Text:

★ ★ ★

Chin up

I sat down Monday afternoon to write about the energy that's descended over the city these past months. I could call it something like "hockey fever," but that doesn't do it any kind of justice. It's a palpable thrum that transcended hockey around the end of the San Jose series.

As it turned out, Monday wasn't a great day to write about it. The city was quiet in anticipation, maybe trepidation, maybe just sadness that it would all be over Tuesday morning. But Colby sums up the feeling well:

I've cheered for Edmonton sports teams all my life, but when the 2005-06 playoffs began I was just somebody who lived here. By the time they ended, it was home. Of all our communitarian fictions--nations, tribes, geopolitical blocs, even families--cities may be the truest and most deserving of our suspended disbelief. But it has never been easy to feel Edmonton--a brute economic construct, unnatural in demographics and remorseless in its boreal interpersonal reserve. Cheering for the Oilers in Edmonton this spring was a little like being Pinocchio and awakening slowly to the unfamiliar throb of real veins and sag of flesh. It wasn't always comfortable: with real life, loss is part of the bargain. But even taking the ending into account, it is a matter for envy, not pity.

★ ★ ★

Brief 1: Reproduce the passage from the essay about Edmonton's playoff spring verbatim, from "I've cheered for" to "envy, not pity.".

Part of a data file:
★ ★ ★

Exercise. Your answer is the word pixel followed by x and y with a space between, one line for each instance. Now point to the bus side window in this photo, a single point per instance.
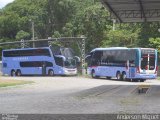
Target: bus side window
pixel 4 65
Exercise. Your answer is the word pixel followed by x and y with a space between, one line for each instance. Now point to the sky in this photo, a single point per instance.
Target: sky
pixel 4 2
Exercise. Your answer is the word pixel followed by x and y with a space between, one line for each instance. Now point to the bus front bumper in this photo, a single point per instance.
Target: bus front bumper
pixel 146 76
pixel 70 71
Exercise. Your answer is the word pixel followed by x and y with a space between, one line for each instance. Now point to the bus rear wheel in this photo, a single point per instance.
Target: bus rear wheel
pixel 118 76
pixel 123 76
pixel 93 74
pixel 13 73
pixel 18 73
pixel 51 73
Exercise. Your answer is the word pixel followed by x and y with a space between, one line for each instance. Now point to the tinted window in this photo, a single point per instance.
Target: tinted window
pixel 34 52
pixel 114 57
pixel 59 61
pixel 36 64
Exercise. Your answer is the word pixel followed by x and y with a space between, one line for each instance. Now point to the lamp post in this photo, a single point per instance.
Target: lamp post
pixel 114 24
pixel 32 22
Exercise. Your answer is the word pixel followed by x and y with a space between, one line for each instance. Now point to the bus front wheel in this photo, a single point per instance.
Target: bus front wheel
pixel 13 73
pixel 18 73
pixel 123 76
pixel 93 74
pixel 51 73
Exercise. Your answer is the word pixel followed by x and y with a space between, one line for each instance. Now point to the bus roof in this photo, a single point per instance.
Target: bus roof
pixel 117 48
pixel 26 48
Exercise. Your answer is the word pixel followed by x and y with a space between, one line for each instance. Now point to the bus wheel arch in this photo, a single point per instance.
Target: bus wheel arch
pixel 93 73
pixel 13 72
pixel 50 72
pixel 118 75
pixel 18 72
pixel 123 75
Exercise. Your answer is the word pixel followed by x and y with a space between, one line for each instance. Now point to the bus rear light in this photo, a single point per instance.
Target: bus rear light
pixel 138 69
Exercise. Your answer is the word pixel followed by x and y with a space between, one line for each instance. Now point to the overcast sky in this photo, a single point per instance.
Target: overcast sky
pixel 4 2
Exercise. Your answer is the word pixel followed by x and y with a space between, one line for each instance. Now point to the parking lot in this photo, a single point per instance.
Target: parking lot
pixel 79 95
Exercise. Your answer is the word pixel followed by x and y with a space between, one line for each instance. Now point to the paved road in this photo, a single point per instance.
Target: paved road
pixel 79 95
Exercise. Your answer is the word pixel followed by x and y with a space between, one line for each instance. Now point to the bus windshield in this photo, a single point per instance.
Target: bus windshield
pixel 148 59
pixel 70 63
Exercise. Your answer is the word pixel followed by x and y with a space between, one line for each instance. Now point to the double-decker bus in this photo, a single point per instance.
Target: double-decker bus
pixel 123 63
pixel 39 61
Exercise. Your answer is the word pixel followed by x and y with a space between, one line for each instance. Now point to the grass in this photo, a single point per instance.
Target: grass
pixel 6 83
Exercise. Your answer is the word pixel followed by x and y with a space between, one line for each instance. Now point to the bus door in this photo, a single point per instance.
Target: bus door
pixel 43 68
pixel 148 63
pixel 130 69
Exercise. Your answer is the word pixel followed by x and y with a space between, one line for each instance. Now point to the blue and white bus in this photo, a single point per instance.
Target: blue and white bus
pixel 39 61
pixel 123 63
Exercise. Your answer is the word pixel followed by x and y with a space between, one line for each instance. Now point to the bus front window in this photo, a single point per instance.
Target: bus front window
pixel 70 63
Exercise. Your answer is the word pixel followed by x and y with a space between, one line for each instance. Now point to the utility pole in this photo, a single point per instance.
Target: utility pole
pixel 114 24
pixel 32 22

★ ★ ★

Brief 2: List every line of the records containing the string "road", treating case as significant.

Exercise answer 1:
I've cheered for Edmonton sports teams all my life, but when the 2005-06 playoffs began I was just somebody who lived here. By the time they ended, it was home. Of all our communitarian fictions--nations, tribes, geopolitical blocs, even families--cities may be the truest and most deserving of our suspended disbelief. But it has never been easy to feel Edmonton--a brute economic construct, unnatural in demographics and remorseless in its boreal interpersonal reserve. Cheering for the Oilers in Edmonton this spring was a little like being Pinocchio and awakening slowly to the unfamiliar throb of real veins and sag of flesh. It wasn't always comfortable: with real life, loss is part of the bargain. But even taking the ending into account, it is a matter for envy, not pity.

Exercise answer 2:
Exercise. Your answer is the word pixel followed by x and y with a space between, one line for each instance. Now point to the paved road in this photo, a single point per instance.
Target: paved road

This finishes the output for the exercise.